**To be done:**
Pull out every line in the records below that contains the word "wheel", and copy each one unchanged.
######
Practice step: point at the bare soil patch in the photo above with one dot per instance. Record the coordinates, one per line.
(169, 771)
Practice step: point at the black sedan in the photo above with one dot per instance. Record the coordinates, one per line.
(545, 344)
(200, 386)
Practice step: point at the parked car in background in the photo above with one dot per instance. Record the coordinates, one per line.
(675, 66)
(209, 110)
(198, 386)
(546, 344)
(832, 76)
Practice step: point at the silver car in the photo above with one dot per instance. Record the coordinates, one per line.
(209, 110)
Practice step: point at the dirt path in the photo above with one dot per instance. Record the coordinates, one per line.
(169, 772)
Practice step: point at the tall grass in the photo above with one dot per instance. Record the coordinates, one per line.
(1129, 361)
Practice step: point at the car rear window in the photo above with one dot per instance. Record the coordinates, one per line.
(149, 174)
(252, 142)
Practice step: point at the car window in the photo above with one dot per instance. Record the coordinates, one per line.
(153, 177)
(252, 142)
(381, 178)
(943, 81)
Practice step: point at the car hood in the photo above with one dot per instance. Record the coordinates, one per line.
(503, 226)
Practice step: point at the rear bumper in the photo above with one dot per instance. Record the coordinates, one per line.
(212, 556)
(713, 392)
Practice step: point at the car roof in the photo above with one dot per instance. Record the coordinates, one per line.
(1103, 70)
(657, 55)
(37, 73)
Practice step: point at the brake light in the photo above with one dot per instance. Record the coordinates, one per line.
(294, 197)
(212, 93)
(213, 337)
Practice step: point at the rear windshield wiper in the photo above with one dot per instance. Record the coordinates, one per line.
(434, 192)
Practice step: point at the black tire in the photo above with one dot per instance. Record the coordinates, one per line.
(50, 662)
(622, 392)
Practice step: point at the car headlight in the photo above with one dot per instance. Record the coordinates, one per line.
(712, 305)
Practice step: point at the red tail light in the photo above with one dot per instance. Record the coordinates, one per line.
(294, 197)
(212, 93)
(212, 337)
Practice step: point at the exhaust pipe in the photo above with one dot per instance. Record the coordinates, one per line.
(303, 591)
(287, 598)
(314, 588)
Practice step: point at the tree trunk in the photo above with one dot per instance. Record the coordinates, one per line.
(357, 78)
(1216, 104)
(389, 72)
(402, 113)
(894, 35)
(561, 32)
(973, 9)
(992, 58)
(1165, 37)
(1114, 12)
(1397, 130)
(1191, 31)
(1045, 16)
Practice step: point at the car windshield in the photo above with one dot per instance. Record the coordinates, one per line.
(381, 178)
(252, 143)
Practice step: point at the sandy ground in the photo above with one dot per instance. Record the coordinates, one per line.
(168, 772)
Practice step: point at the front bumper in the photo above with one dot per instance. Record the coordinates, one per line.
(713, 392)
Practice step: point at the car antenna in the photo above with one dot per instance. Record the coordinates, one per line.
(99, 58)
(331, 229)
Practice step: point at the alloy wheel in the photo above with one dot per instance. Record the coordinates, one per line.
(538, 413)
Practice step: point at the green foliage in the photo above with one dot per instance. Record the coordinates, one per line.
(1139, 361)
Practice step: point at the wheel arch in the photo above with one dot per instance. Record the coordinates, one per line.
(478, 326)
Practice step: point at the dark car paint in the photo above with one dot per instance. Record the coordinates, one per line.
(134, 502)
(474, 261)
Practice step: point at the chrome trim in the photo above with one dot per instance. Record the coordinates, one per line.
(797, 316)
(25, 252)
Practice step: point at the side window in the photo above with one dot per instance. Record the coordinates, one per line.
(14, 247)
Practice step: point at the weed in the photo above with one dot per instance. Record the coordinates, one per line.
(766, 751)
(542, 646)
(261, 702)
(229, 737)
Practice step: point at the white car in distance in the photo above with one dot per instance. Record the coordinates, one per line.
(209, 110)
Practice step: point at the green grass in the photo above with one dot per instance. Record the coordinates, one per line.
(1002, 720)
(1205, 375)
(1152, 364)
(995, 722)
######
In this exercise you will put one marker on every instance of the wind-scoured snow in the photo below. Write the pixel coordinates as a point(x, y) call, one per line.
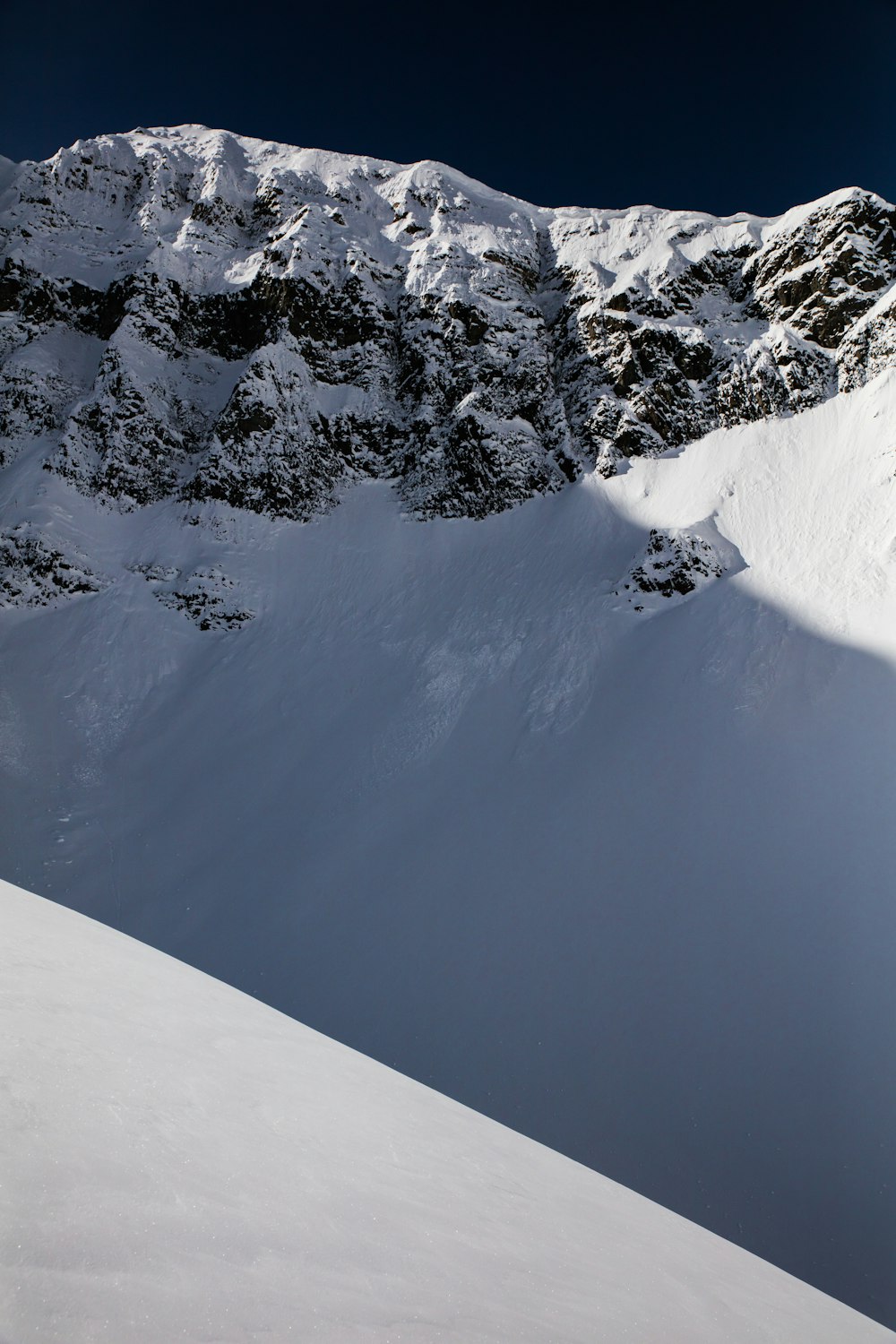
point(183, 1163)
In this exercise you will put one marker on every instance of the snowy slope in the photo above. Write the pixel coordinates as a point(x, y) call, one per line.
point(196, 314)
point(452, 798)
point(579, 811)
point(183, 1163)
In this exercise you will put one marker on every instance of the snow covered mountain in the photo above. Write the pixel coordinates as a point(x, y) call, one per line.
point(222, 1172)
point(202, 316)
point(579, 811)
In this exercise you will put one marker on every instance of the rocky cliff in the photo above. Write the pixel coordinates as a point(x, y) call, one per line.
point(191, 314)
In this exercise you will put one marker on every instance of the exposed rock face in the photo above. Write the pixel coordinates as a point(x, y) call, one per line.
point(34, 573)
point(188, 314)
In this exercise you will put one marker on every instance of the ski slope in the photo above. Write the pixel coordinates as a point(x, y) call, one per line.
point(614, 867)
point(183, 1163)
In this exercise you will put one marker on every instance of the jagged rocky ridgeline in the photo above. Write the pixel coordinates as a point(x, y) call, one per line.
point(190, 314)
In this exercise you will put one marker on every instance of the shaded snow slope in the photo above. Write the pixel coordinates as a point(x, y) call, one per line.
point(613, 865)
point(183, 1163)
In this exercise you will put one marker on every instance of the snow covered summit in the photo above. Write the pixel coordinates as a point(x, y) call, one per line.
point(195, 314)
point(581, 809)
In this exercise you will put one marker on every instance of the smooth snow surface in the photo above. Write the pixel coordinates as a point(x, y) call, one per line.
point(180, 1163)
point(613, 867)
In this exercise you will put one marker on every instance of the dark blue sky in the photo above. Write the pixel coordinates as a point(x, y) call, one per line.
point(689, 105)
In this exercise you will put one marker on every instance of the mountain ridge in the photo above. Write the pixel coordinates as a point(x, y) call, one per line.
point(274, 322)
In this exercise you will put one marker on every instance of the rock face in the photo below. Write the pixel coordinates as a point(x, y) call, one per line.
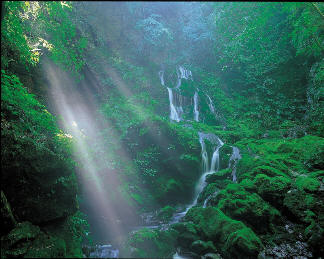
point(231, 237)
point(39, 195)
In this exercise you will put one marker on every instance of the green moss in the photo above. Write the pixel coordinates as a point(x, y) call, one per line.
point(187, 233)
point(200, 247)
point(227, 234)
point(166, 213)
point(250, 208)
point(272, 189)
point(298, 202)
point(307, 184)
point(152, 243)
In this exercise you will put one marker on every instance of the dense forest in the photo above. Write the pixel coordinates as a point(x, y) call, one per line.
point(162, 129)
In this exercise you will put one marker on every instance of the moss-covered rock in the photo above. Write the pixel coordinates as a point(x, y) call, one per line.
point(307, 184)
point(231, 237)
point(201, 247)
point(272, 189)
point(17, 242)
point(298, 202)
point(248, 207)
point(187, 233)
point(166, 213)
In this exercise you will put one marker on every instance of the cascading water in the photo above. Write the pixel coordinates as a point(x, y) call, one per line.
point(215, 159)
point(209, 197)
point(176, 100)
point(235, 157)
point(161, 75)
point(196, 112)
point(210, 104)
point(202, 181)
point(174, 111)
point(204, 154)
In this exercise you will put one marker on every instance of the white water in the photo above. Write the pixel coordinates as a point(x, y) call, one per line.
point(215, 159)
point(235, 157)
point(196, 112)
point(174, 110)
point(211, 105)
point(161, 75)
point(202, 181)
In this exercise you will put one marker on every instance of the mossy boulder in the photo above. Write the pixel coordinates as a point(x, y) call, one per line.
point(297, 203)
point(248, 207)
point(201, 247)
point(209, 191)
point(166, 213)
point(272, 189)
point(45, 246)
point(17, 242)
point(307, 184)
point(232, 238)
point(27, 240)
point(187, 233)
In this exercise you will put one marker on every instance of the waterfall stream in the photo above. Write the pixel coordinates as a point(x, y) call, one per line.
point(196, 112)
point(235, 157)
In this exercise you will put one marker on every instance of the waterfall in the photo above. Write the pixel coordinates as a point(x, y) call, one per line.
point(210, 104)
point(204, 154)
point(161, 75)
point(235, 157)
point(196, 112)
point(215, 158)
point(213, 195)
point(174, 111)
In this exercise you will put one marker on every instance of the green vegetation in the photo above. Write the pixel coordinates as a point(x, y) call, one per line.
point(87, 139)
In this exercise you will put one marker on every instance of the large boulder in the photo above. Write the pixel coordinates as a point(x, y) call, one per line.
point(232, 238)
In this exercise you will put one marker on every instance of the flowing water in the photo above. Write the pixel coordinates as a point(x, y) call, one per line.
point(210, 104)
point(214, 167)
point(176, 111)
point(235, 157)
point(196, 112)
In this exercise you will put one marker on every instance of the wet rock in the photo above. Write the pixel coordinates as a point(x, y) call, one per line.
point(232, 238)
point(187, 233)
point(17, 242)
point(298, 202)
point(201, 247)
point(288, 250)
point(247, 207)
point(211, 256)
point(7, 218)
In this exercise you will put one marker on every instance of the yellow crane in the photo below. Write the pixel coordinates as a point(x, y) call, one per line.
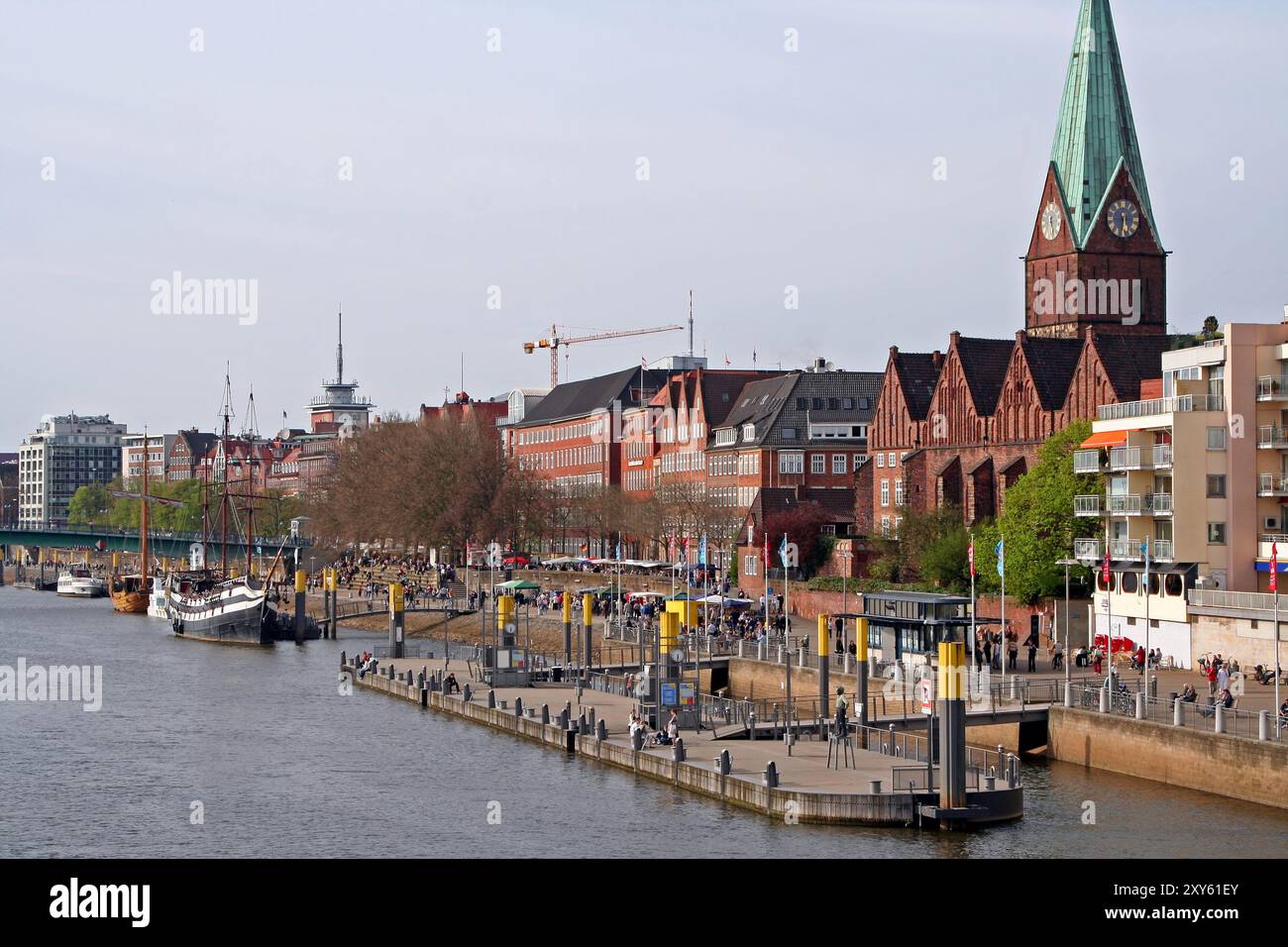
######
**Written response:**
Practice step: point at the alloy wheel in the photo above with one dot per instance. Record the coordinates, one per line.
Practice step: point at the wheel arch in the photo above with one dot per instance. Record the coordinates, one per line.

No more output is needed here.